>> Start MATERIAL FOR THE TASK
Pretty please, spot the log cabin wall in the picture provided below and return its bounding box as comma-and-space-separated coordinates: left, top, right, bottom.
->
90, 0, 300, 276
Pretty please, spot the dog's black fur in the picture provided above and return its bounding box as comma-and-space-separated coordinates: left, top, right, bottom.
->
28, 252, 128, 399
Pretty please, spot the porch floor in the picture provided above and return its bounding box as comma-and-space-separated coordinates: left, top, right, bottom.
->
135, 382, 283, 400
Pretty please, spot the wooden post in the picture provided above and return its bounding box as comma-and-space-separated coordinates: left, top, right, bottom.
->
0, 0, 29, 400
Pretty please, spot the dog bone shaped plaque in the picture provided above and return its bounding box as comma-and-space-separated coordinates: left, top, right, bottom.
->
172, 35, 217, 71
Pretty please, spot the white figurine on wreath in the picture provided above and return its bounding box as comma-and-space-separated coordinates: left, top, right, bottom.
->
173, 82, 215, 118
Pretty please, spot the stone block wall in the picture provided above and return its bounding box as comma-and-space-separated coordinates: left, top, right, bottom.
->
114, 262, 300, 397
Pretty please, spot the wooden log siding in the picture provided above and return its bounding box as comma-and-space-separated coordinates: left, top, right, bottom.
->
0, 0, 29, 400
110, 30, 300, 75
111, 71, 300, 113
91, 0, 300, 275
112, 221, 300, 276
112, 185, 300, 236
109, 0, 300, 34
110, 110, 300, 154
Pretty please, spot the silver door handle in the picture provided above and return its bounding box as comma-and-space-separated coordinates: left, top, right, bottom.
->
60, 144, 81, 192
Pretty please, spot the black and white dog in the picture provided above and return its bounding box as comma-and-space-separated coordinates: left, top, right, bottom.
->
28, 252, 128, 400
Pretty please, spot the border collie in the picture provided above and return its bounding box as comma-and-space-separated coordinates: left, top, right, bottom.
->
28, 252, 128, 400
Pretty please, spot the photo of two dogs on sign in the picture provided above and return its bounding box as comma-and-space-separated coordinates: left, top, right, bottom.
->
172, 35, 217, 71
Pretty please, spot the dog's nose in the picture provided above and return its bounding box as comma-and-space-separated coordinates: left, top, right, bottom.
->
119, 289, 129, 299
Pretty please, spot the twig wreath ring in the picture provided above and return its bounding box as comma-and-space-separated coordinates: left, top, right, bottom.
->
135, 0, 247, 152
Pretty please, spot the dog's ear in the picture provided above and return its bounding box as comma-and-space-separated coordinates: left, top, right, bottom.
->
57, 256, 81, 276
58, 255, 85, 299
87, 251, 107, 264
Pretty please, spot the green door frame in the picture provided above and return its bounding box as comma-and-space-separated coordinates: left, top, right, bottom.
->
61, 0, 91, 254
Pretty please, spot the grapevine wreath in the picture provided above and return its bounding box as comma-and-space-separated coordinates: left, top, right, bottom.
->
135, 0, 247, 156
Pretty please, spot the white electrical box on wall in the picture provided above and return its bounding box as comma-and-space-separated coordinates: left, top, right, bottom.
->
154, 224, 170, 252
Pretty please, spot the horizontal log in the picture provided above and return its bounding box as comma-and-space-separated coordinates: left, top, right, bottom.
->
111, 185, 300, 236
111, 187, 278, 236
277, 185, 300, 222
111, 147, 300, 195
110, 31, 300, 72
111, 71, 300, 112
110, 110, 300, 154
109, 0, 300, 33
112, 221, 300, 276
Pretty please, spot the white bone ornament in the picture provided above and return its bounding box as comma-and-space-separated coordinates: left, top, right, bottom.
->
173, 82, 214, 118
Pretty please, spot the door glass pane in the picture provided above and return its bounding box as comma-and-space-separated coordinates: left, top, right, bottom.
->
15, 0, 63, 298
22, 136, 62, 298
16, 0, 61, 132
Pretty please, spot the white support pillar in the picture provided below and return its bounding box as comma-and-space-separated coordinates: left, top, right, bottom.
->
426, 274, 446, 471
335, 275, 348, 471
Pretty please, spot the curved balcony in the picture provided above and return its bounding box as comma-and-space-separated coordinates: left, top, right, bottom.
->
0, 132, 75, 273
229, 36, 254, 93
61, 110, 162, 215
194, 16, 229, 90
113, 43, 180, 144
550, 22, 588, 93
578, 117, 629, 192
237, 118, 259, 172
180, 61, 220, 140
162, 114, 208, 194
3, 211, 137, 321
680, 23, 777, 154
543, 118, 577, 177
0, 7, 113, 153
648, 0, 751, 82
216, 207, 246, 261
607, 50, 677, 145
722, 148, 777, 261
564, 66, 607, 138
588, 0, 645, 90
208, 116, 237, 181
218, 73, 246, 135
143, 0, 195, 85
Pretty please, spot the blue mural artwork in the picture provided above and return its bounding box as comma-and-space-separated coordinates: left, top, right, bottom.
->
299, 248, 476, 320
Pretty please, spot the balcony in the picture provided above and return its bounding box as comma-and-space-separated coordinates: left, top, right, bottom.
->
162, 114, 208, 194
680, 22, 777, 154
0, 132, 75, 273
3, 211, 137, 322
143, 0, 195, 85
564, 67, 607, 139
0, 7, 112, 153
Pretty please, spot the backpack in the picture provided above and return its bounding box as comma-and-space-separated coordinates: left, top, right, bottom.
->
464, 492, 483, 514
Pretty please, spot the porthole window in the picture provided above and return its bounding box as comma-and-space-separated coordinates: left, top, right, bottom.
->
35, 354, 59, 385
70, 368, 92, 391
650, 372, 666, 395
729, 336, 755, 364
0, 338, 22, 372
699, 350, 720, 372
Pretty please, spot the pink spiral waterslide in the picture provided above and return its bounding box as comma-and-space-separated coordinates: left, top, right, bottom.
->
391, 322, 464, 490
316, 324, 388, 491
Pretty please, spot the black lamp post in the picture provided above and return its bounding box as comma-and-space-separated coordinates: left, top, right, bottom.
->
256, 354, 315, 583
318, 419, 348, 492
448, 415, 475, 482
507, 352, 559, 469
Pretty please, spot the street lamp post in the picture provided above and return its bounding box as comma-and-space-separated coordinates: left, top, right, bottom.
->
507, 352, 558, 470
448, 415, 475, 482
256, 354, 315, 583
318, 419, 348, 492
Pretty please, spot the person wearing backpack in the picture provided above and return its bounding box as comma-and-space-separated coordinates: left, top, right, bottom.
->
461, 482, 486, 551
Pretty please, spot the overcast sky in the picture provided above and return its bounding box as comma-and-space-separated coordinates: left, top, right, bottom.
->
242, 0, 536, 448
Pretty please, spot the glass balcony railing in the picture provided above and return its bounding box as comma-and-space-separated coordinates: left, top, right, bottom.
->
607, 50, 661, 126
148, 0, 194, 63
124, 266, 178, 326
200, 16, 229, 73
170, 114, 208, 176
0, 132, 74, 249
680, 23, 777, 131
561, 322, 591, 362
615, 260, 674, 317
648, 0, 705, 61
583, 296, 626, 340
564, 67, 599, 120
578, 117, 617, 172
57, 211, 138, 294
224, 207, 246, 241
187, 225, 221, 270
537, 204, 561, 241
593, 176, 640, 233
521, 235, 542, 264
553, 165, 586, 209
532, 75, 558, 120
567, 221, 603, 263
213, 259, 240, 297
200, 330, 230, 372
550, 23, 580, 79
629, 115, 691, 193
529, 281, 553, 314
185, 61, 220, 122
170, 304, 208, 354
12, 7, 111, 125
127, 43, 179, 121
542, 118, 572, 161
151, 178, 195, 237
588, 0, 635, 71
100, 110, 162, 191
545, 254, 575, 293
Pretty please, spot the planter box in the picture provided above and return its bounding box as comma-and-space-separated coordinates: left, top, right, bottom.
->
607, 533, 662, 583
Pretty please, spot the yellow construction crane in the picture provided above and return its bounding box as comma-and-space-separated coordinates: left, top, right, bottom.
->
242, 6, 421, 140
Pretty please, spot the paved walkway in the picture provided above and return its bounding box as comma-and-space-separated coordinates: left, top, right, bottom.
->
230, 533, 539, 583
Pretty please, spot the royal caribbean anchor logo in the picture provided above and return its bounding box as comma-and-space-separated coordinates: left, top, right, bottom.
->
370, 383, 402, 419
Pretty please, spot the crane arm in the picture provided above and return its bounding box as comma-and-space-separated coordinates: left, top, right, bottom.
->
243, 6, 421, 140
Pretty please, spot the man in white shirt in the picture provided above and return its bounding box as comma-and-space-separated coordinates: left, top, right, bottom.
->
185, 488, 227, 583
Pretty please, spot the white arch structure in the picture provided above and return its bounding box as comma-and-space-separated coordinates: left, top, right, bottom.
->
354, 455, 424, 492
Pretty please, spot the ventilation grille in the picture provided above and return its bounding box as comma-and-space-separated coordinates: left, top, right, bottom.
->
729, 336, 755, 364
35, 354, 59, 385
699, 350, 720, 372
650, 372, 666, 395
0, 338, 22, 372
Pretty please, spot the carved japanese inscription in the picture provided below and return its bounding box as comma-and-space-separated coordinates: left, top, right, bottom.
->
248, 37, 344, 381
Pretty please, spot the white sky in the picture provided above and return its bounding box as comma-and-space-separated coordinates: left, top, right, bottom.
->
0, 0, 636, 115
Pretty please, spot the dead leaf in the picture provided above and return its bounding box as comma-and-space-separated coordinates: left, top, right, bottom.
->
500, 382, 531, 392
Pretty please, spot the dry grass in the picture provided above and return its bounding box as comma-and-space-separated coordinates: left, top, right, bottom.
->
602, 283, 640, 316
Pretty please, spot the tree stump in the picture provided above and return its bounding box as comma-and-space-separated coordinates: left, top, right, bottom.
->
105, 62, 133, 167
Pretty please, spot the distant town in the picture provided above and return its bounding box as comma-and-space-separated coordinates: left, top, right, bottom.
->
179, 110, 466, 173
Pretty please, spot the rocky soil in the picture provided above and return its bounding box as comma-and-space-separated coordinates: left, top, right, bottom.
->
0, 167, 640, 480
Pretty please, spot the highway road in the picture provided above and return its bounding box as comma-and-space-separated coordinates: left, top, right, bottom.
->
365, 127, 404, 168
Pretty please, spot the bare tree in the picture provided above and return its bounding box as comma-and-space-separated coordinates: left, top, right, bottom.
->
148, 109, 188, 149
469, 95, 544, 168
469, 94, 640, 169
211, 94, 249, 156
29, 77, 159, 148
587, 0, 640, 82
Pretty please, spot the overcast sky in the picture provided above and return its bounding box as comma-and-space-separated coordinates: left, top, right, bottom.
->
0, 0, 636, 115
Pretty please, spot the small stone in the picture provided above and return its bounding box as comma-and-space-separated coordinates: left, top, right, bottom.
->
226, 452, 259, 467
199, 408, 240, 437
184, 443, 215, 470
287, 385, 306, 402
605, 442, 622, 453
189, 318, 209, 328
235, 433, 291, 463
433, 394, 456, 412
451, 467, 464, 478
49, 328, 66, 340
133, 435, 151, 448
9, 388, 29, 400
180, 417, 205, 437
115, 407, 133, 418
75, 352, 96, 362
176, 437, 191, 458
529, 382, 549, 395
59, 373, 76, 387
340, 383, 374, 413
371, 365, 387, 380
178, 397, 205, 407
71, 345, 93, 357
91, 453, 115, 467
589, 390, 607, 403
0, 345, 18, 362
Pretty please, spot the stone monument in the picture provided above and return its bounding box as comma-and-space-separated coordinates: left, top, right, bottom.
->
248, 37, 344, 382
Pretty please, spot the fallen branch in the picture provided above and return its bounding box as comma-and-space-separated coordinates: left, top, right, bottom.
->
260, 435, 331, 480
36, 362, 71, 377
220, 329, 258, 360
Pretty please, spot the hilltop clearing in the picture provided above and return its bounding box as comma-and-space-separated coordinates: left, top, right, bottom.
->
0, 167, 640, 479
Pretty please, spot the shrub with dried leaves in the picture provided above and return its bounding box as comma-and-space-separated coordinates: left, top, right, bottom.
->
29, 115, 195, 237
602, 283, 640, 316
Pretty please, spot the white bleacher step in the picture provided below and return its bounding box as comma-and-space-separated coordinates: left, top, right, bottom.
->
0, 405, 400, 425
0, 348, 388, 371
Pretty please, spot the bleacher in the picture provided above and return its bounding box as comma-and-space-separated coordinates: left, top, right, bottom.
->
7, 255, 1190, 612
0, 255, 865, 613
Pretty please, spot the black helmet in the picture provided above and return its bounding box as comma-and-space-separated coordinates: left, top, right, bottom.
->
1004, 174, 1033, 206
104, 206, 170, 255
>> End MATERIAL FOR THE TASK
• **JOB**:
Add 146 to each bounding box coordinate in the answers, then write out the lines again with their requests, from the first line up to and including the line with "28, 252, 128, 399". Leave out every line after that one.

• **FULL RESPONSE**:
Pretty please, spot the log cabin wall in the picture provided below and return its bounding box as comma-and-space-separated coordinates: left, top, right, bottom.
->
236, 146, 446, 422
Pretty please, spot the dog's black fur in the picture provided above and return its bounding box as comma-and-space-separated coordinates: left, top, right, bottom.
->
174, 398, 274, 545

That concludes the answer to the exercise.